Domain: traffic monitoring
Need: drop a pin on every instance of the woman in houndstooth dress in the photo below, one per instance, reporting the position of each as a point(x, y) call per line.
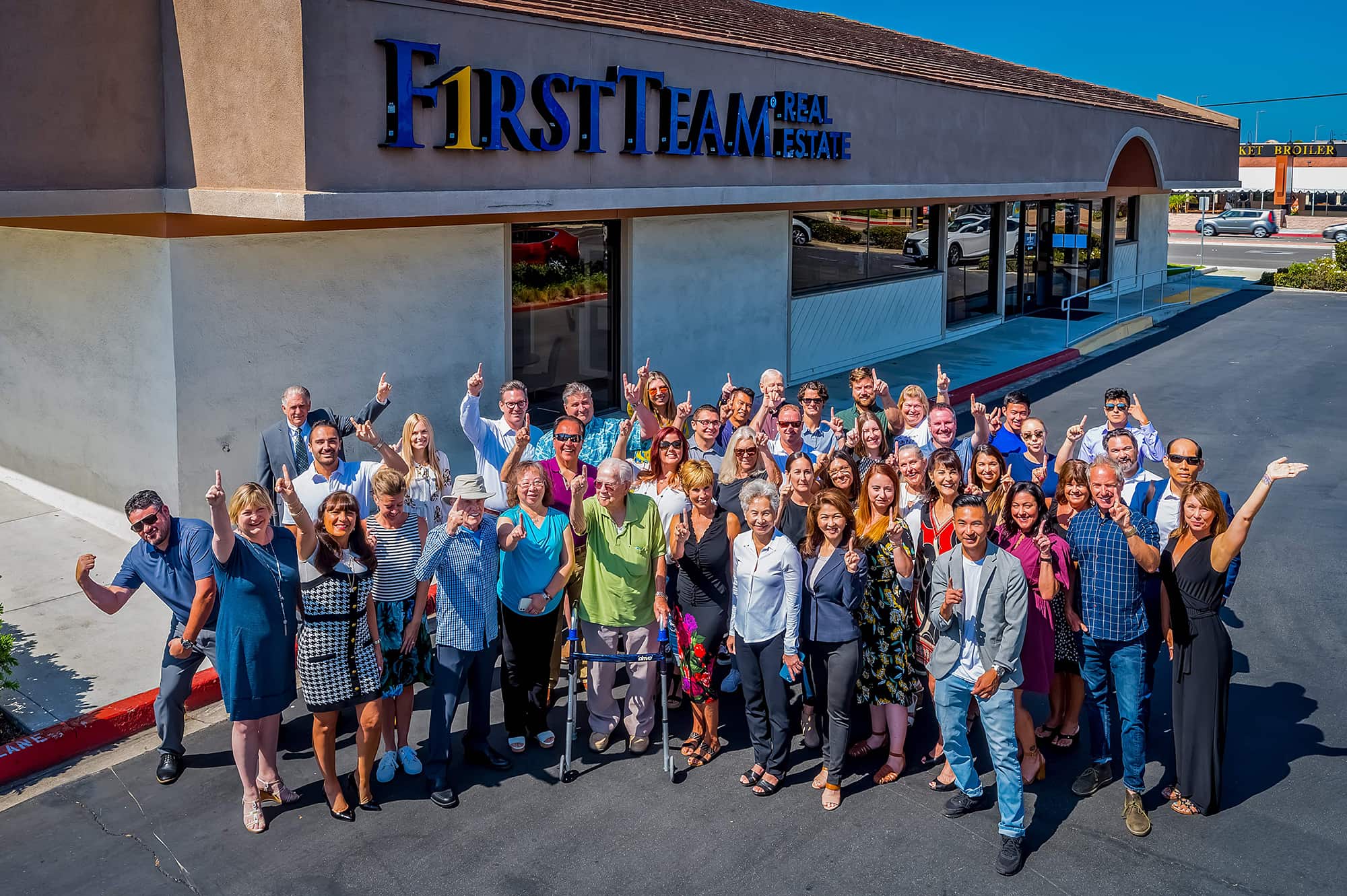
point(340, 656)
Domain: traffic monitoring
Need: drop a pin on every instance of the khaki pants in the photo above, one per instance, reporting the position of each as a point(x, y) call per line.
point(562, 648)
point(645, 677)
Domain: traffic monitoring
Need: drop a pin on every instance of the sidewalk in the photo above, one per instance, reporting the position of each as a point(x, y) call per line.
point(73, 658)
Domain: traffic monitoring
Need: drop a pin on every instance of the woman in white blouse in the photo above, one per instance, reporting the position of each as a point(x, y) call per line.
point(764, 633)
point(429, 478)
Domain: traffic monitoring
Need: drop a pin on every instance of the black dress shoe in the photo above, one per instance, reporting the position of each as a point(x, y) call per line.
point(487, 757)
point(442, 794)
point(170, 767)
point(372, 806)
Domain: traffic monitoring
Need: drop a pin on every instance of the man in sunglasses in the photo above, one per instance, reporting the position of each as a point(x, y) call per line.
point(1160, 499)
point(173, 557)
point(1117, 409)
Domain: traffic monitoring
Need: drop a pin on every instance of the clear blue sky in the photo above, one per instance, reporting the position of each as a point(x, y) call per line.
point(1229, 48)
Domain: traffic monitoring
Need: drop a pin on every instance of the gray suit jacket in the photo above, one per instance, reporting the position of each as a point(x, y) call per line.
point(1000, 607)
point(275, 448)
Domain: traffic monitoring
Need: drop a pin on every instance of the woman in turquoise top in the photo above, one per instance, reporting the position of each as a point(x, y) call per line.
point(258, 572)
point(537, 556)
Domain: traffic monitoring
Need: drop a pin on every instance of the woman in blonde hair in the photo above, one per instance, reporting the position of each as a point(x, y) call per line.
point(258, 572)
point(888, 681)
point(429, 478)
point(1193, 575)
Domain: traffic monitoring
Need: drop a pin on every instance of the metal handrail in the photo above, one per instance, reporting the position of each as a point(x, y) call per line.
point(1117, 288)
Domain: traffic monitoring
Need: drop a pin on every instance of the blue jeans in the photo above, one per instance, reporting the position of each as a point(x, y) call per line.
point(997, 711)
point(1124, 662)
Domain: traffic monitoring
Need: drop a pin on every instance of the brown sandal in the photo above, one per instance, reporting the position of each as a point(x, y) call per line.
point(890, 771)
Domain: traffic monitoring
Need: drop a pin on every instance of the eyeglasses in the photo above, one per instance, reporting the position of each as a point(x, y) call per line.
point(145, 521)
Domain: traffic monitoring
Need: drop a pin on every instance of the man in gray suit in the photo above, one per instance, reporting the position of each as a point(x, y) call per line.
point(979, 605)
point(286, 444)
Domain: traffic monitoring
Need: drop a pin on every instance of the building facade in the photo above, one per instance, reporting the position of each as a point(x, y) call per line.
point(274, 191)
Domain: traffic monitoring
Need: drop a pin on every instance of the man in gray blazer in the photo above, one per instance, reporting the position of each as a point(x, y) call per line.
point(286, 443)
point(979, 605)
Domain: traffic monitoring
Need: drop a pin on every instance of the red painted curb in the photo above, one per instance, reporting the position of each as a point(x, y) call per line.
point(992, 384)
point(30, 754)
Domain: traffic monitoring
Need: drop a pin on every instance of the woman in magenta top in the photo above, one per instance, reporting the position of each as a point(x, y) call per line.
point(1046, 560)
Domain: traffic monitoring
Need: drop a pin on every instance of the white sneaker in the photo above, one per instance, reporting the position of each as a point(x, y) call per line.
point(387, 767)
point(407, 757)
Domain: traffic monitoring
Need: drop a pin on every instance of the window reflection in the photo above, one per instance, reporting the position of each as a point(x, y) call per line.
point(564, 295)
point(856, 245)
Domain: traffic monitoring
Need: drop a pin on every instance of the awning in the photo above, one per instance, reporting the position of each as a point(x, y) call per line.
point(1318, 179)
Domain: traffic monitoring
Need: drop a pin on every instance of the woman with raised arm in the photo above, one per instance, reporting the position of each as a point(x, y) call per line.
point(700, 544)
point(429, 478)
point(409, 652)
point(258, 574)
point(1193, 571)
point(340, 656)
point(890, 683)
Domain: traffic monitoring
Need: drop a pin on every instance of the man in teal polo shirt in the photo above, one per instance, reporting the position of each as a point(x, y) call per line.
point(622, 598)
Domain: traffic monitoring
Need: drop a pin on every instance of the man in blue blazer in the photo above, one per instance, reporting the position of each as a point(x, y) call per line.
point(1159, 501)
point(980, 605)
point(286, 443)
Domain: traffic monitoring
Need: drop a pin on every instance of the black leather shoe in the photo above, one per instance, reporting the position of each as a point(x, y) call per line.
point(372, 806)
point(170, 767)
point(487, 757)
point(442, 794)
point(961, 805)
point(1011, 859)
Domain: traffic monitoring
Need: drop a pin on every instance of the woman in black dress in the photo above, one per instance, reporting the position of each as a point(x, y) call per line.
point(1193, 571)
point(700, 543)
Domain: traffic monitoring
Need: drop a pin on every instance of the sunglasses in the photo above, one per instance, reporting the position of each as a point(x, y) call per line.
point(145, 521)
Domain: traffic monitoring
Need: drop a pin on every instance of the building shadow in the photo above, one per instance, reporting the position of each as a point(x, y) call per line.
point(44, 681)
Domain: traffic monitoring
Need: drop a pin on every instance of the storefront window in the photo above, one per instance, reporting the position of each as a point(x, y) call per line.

● Instructions for the task:
Put the lines above into a JSON list of strings, one string per line, with blank lines skipped. Leave the pictures out of the answer.

● Task answer:
[
  "Domain: traffic monitoring",
  "Need: drop a pin on every instance of the woman in houndstooth dress in the photo below, one per instance, reporting the position of each as a point(x, y) call per line.",
  "point(340, 656)",
  "Domain: traffic monitoring",
  "Need: drop a pin on every instance of the khaki pants in the photo above, one per instance, reporting the position of each as a point(x, y) call per line.",
  "point(562, 648)",
  "point(645, 677)",
  "Domain: traffic monitoring",
  "Need: drop a pin on every instance of the sidewalk in the photo above, one per instance, reporting the position of each as a point(x, y) call per line.",
  "point(73, 658)",
  "Domain: traffic monitoring",
  "Need: drop a pin on every instance of the woman in white blouse in the photo above, one per instance, reporting the position of each as a point(x, y) call per line.",
  "point(764, 633)",
  "point(429, 478)",
  "Domain: traffic monitoring",
  "Need: drop a pin on every instance of the black dress shoe in the photo above, one per instance, reporting the position of each as a point(x, y) call per line.",
  "point(487, 757)",
  "point(442, 794)",
  "point(170, 767)",
  "point(372, 806)",
  "Domain: traffic monitoring",
  "Need: drop a pin on every instance of the man in sunglasses in the photo above, one per instance, reporting the position of each as a point(x, y) call per line.",
  "point(1160, 499)",
  "point(173, 557)",
  "point(1117, 409)",
  "Domain: traffic monitoring",
  "Need: drop a pin on every instance of the clear blue sky in the photo above, one per instance, reporting the position of each as a point(x, y) call per line.",
  "point(1229, 48)",
  "Domain: traffic monitoring",
  "Need: drop a pin on every instance of the gray suit jacket in the photo above, one per instance, reporting the position of each as a point(x, y) call per line.",
  "point(1000, 607)",
  "point(275, 448)",
  "Domain: traffic monitoring",
  "Need: drop a pin on every instance of the woman in turquoise top in the photo above, one per instance, reporting the position of each as a point(x, y) call per line.",
  "point(258, 572)",
  "point(537, 556)",
  "Domain: traffic monitoring",
  "Need: drop a pin on every instance of the woman in blonde hair in the photo above, one per instance, reporting the position of each as a point(x, y) call per line.",
  "point(258, 572)",
  "point(888, 681)",
  "point(429, 478)",
  "point(1193, 575)",
  "Domain: traffic monitoring",
  "Need: drop a pin on every instance of the metal handrail in the photo above, one per instance, reporting the position of each as a point(x, y) call per line.",
  "point(1117, 288)",
  "Domain: traffic monitoring",
  "Need: drop a pin on every instance of the blue jeans in the photo above, one per instance, reporting the position of each as a point(x, y) call per line.",
  "point(997, 711)",
  "point(1124, 662)",
  "Domain: traffic monitoring",
  "Need: drop a pin on every instance of the brown sandal in the photo above, one per instance, reporting the position of each as a point(x, y) call per line.",
  "point(890, 771)",
  "Domain: traffic monitoring",
  "Need: drop a pin on every instance of the eyeglasses in the photo above, one per instance, reporting the position of each as a point(x, y) call per line.",
  "point(145, 521)",
  "Domain: traffic monitoring",
  "Need: drop a pin on every instance of the man in gray suit in the photo above, one per instance, reporting the position of each as a point(x, y) call per line.",
  "point(979, 605)",
  "point(286, 444)",
  "Domain: traffic monitoring",
  "Need: drop a pin on every instance of the building facade in the photo above, one per instance, reporting the position of each as a point(x, y) call per line.",
  "point(274, 191)",
  "Domain: traffic monitoring",
  "Need: drop a pin on every instance of the man in gray blazer in the photo above, one per instance, reporting the position of each as a point(x, y) call per line.",
  "point(286, 443)",
  "point(979, 605)",
  "Domain: traffic monitoring",
  "Need: drop a pin on every instance of the red painted curb in the photo above, one per instance, reporting the position of each as a point(x, y) call per line.",
  "point(992, 384)",
  "point(30, 754)",
  "Domain: traffic monitoring",
  "Need: drop a pin on every instance of the woman in magenta top in the photo above, one per instance, reporting the position of each as a point(x, y) call per line.",
  "point(1046, 560)",
  "Domain: traffic monitoring",
  "Need: drop a pin on every instance of the white sneaker in the photo above, one per instance, reporting the position of each as a point(x, y) call per line.",
  "point(387, 767)",
  "point(407, 757)",
  "Domain: traffic monitoring",
  "Need: drop a pin on every instance of the window reflection in the photo above, one per instance, reporting the position of each as a point(x, y) call per line.",
  "point(564, 295)",
  "point(856, 245)",
  "Domain: traffic monitoring",
  "Need: drop a pin on every instance of the awning in the photo above, one per instance, reporting the position of each as a point(x, y) call per line.",
  "point(1318, 179)",
  "Domain: traffic monitoring",
  "Need: drop a pin on every instance of the woman with raised arm in the photo above, one per instance, reporting the position of each as a point(x, y) call per line.",
  "point(700, 544)",
  "point(429, 478)",
  "point(409, 652)",
  "point(258, 574)",
  "point(1193, 571)",
  "point(340, 656)",
  "point(890, 683)",
  "Domain: traffic monitoring",
  "Need: drop a pin on every instance of the man in teal polo shirt in the photo above, one per instance, reporting the position of each as a point(x, y) call per line.",
  "point(622, 598)",
  "Domain: traffic monitoring",
  "Need: drop a pin on every instance of the man in blue blazer in the photo above, one per instance, reporting the position of each as a point(x, y) call per line.",
  "point(1159, 501)",
  "point(980, 605)",
  "point(286, 443)",
  "Domain: traffic monitoring",
  "Need: drop a pin on every instance of the black leather shoe in the photo above, one per instance, reporting the position of each as a point(x, y) call per line.",
  "point(372, 806)",
  "point(170, 767)",
  "point(487, 757)",
  "point(442, 794)",
  "point(961, 805)",
  "point(1011, 859)",
  "Domain: traffic monitoring",
  "Need: drop a pin on every instance of the woman in black dress in the photo above, one per instance, reporting the position of each as a point(x, y) call per line.",
  "point(1193, 571)",
  "point(700, 543)",
  "Domain: traffic monitoring",
  "Need: drop a pin on every instance of the sunglasses in the photo above, one per instance, reporting the position of each as a point(x, y) call per line.",
  "point(145, 521)",
  "Domain: traffic monitoring",
  "Need: drop a pin on every instance of the building shadow in the photo above, one per instance, reporting the position of each as a point(x, y) call per line.",
  "point(44, 681)",
  "Domain: traffic monitoring",
  "Need: drop a pin on every instance of the storefront window in the photo above, one per instance, reporting the position of each as a point(x, y) call per line."
]